**Exercise inputs**

--- --- ---

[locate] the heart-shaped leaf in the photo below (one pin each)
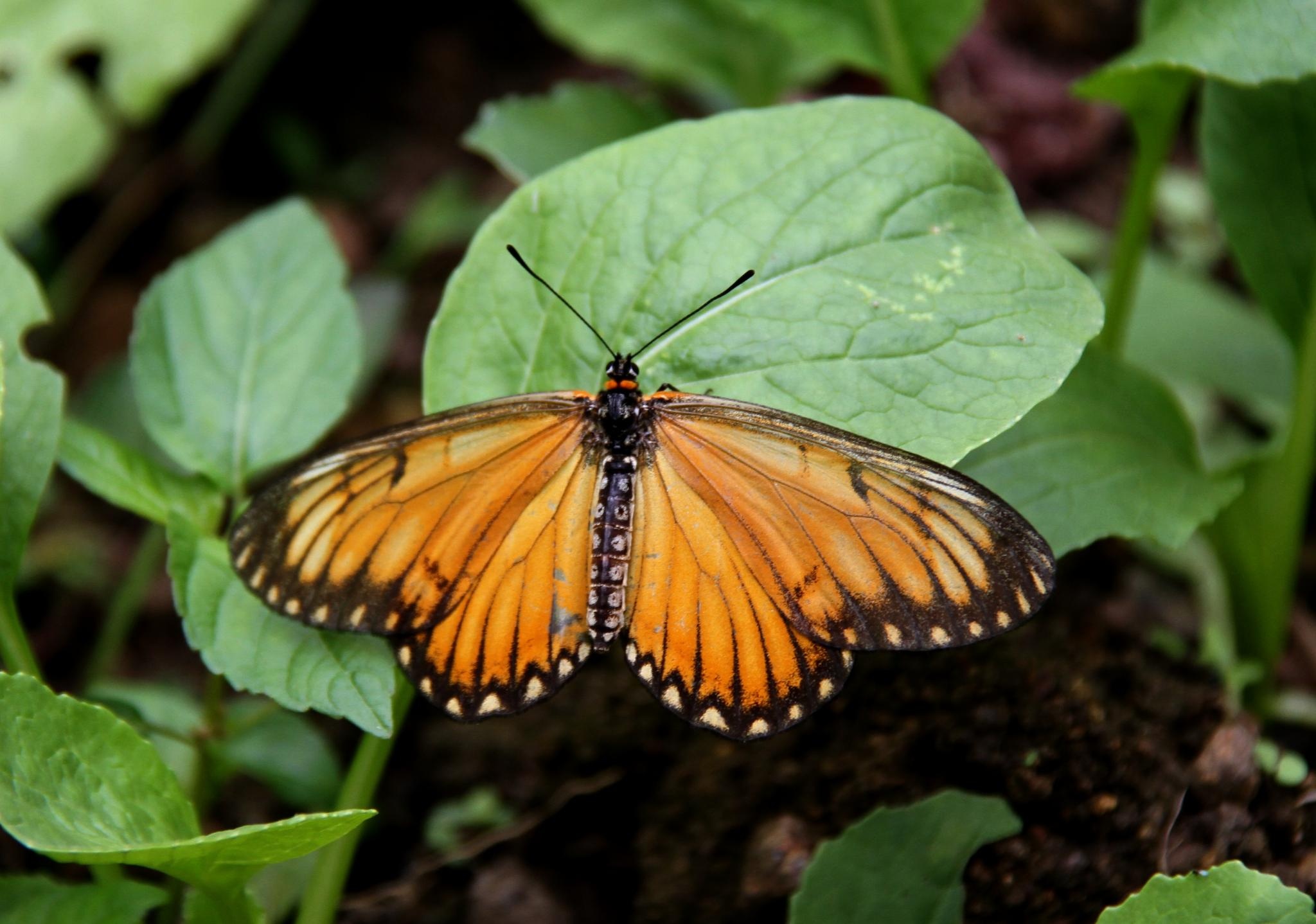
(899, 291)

--- --- ---

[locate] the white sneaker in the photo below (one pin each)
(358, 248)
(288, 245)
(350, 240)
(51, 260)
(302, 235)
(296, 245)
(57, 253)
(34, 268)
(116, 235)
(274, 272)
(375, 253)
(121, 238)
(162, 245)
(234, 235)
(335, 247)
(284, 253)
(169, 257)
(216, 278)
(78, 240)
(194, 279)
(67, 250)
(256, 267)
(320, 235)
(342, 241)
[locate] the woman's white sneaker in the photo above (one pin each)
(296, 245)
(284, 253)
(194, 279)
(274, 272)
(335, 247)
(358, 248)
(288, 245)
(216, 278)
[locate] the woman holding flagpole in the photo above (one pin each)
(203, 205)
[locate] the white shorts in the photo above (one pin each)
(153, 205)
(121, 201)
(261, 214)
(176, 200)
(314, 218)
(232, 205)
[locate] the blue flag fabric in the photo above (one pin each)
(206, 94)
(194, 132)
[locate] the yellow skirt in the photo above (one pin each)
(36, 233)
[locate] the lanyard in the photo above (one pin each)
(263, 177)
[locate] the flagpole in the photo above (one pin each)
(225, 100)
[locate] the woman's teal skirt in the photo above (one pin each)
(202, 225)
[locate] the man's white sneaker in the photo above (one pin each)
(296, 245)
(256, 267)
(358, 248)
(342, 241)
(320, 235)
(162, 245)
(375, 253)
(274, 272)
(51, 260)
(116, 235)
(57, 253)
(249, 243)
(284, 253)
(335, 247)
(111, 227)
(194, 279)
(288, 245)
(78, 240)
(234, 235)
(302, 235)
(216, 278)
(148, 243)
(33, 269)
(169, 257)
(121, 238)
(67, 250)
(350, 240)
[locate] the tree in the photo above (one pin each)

--- --- ---

Using only the entries above, output the line with "[locate] the flagpole", the line with "[locate] the tree", and all lines between them, exactly as they stand.

**Completed exercise**
[locate] the flagpole in the photo above (one pin each)
(225, 100)
[locate] the woman's teal skirt in the photo above (one pin each)
(202, 225)
[locate] the man's white sneaker in the photo above (one pin each)
(296, 245)
(256, 267)
(358, 248)
(342, 241)
(320, 235)
(162, 245)
(375, 253)
(274, 272)
(51, 260)
(116, 235)
(57, 253)
(249, 243)
(284, 253)
(335, 247)
(111, 227)
(194, 279)
(288, 245)
(78, 240)
(234, 235)
(302, 235)
(216, 278)
(148, 243)
(33, 269)
(169, 257)
(121, 238)
(67, 250)
(350, 240)
[locate] the tree in the photo above (one pin each)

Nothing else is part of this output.